- **DESCRIPTION OF THE TASK**
Your job is to return every line of the listing holding the string "nozzle".
§
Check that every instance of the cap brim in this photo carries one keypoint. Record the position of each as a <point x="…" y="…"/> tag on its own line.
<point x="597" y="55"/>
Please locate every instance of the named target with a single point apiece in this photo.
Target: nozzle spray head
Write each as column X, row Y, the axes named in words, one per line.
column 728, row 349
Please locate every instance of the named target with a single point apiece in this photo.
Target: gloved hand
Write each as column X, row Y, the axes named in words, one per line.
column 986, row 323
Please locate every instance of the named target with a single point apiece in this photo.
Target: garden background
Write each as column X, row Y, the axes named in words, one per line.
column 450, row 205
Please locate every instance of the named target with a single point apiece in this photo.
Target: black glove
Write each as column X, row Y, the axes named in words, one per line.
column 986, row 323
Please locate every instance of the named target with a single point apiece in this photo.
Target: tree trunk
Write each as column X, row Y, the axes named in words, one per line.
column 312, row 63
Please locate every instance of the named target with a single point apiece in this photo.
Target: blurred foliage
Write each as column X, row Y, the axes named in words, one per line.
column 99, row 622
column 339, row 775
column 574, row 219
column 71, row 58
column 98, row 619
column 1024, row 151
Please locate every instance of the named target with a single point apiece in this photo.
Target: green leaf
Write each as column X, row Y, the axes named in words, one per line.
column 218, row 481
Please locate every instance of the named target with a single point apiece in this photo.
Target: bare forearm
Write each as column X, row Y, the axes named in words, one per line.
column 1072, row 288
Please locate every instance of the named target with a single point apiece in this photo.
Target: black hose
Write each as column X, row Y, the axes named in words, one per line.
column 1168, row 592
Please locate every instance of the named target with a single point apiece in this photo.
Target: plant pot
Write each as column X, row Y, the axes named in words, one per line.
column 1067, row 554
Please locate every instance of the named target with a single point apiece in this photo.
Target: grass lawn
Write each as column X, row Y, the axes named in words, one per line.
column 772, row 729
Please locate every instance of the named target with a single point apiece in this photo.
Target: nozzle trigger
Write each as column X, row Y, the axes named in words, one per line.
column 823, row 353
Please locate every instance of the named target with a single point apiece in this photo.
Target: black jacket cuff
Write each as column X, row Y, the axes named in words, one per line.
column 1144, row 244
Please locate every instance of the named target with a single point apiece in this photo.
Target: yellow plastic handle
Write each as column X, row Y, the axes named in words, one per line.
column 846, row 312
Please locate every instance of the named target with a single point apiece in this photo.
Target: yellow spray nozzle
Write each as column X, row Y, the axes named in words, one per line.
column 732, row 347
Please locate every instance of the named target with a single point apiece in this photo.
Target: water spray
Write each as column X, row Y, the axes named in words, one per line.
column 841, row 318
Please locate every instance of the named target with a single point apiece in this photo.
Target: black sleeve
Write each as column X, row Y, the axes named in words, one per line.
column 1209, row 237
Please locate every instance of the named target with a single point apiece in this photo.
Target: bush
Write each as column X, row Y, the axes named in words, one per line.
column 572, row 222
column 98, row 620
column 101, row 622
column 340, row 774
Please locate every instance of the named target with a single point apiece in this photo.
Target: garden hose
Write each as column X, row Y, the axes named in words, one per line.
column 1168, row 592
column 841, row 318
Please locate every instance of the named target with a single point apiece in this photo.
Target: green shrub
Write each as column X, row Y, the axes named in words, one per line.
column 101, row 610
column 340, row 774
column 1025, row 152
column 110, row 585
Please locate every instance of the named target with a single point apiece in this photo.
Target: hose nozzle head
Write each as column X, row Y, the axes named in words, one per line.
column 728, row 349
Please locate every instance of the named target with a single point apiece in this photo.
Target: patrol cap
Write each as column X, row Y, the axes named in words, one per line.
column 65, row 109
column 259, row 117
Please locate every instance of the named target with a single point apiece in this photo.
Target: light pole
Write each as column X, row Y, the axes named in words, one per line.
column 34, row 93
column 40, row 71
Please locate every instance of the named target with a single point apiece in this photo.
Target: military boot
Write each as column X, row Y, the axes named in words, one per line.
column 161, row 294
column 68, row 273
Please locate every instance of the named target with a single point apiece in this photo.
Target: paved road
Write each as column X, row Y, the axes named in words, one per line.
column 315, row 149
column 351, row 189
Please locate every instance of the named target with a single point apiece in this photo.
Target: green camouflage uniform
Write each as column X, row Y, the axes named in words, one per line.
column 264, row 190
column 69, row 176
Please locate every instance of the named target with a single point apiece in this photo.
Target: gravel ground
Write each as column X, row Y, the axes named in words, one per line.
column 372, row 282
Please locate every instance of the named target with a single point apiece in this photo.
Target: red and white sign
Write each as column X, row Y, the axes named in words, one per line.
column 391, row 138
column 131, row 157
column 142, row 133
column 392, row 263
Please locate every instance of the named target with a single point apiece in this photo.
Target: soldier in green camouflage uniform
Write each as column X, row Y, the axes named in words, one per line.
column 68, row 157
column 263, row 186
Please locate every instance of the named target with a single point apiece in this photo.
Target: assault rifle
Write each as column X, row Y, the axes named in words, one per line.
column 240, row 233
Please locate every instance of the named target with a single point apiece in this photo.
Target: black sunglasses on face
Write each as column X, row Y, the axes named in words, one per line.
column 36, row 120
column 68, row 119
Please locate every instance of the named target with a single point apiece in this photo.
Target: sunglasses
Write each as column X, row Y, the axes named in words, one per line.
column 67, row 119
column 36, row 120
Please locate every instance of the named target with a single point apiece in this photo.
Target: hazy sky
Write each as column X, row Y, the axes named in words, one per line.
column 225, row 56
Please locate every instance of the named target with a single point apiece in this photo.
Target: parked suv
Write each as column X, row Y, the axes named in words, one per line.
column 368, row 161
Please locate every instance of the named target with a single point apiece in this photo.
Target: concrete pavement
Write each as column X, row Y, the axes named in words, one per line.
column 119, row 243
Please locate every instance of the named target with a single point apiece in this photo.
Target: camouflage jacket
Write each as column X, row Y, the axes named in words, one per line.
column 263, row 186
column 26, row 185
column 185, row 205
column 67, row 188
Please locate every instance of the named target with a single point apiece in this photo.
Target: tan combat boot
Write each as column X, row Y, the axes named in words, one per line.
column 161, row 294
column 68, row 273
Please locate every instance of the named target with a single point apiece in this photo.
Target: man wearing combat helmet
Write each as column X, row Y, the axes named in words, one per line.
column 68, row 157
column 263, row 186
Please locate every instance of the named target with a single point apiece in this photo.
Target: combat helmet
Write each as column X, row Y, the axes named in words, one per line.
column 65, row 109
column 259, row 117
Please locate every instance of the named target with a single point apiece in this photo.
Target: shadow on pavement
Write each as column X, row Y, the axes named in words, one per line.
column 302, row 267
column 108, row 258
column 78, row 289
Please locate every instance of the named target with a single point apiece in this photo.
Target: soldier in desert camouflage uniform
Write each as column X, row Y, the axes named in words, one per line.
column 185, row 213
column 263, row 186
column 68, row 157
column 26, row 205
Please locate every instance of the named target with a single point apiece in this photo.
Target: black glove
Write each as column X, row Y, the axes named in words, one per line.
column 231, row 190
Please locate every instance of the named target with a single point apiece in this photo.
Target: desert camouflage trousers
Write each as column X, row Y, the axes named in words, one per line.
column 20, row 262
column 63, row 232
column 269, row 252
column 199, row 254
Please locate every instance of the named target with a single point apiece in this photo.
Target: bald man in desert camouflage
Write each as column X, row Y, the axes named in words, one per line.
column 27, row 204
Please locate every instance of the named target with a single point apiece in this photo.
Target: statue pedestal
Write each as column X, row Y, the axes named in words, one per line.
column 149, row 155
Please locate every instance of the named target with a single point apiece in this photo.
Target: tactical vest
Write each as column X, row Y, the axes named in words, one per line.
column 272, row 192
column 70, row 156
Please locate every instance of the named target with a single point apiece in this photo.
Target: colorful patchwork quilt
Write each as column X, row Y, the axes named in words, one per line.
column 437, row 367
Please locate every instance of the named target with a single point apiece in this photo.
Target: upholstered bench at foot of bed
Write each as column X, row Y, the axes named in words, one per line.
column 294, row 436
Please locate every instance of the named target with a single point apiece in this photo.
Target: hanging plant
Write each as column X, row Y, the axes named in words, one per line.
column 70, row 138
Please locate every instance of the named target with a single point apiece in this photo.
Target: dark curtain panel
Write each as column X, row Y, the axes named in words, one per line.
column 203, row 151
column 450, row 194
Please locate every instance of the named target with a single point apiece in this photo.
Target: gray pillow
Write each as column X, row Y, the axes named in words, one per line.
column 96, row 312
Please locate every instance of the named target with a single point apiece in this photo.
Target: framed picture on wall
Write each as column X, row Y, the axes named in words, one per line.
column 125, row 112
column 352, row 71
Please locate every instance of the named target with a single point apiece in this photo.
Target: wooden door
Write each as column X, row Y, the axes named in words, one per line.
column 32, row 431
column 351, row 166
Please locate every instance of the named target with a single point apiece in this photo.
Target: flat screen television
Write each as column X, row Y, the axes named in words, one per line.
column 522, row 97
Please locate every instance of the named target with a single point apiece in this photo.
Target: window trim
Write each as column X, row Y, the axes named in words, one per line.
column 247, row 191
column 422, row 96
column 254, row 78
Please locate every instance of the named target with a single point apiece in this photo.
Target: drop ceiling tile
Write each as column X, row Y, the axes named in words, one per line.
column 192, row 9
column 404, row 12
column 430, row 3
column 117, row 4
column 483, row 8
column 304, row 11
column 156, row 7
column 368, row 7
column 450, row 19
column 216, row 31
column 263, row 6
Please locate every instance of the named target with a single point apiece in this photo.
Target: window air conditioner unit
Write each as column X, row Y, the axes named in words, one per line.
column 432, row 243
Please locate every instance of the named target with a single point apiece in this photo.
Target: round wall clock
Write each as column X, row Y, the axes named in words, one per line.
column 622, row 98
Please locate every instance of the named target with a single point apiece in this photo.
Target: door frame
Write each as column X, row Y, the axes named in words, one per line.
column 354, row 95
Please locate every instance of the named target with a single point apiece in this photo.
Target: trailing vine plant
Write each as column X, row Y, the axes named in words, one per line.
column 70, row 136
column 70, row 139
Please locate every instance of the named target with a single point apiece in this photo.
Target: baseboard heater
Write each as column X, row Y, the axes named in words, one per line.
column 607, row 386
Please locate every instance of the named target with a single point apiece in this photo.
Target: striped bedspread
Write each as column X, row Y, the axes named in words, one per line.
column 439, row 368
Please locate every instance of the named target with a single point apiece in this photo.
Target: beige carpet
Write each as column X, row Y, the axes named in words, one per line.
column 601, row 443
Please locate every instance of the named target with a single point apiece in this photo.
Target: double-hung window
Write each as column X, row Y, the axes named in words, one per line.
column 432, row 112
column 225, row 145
§
- **WORKED SOLUTION**
Target: nozzle spray head
Target: nozzle trigger
Target: yellow spray nozzle
Target: hose nozzle head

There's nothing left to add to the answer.